▶ [What this task involves]:
Answer from the excerpt on pairing structural language features with embeddings:
(a) How much additional latency does the text say you pay?
(b) What Pearson score does the saturated embedding baseline start at, and what does the corpus reach after the structural-feature residual is added?
(c) According to the common framing the text disputes, what replaced ontology?

-- Selected excerpt follows --

Other Rust crates that earn their keep in this stack:
ndarrayfor the columnar array math that doesn’t fit NumPy’s broadcasting cleanly.serde_yaml+clapfor the manifest-driven workflows you end up wanting — which features to extract, which cohort to score against, which dataset to consume.tokioandaxumif any of this needs to live behind an HTTP service.indexmapfor the ordered-by-insertion dict semantics that rank-based scoring wants.
None of these are exotic. The point is not that Rust is necessary for ontology features. The point is that Rust is what makes them cheap enough at inference latency to combine with embedding-cosine in the same per-pair forward pass. You pay 50 µs of additional latency, not 50 ms.
A pattern that works
The pattern I have ended up running, in various shapes, across several embedding pipelines:
- Run spaCy
en_core_web_smover the corpus once. Materialize POS, NER, lemma, dependency, morphology features to columnar storage. - Train (or use off-the-shelf) embeddings as usual. Compute cosine similarity for every pair.
- Maintain a small Rust binary that, given two sentences and their precomputed structural features, computes a residual signal — a small number that says “the embedding cosine disagrees with the structural read of this pair.”
- Combine the two — usually as a discriminator at the head, sometimes as a feature in a small learned classifier, sometimes as a hard veto.
In numbers I am willing to share at this granularity: on production STS-style problems with a saturated embedding baseline at Pearson 0.88, adding a structural-feature residual lifts the corpus to 0.91+, and lifts the slices where embeddings were always going to fail (the bullet list above) into the 0.93+ range. The marginal cost is one CPU-second per thousand pairs at inference, on top of the existing GPU embedding cost. It is, in expected lift per dollar, the best engineering trade I know how to make in 2026.
The case for explicit ontology
There is a common framing in which “ontology” is an artifact of the 2000s — a Semantic Web grave good, replaced cleanly by dense vectors. I think that framing is wrong, or at least incomplete.
What changed is not that ontology became unnecessary. What changed is that we now have a complementary representation — the vector — that handles the part ontology was bad at: the soft, gradient, similarity-by-context part. The hard, categorical, structural part — the part that requires you to identify a negation as a negation, a subject as a subject, a numeral as a numeral — never went away. It moved.

-- Selected excerpt concluded --
-- Information supplied follows --

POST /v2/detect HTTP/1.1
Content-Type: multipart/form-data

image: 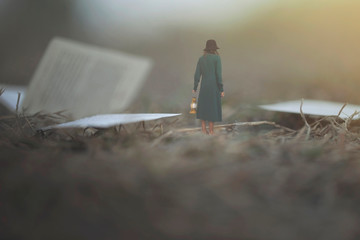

-- Information supplied concluded --

▶ [Task answer]:
(a) 50 µs, not 50 ms.
(b) It starts at 0.88 and reaches 0.91+.
(c) Dense vectors.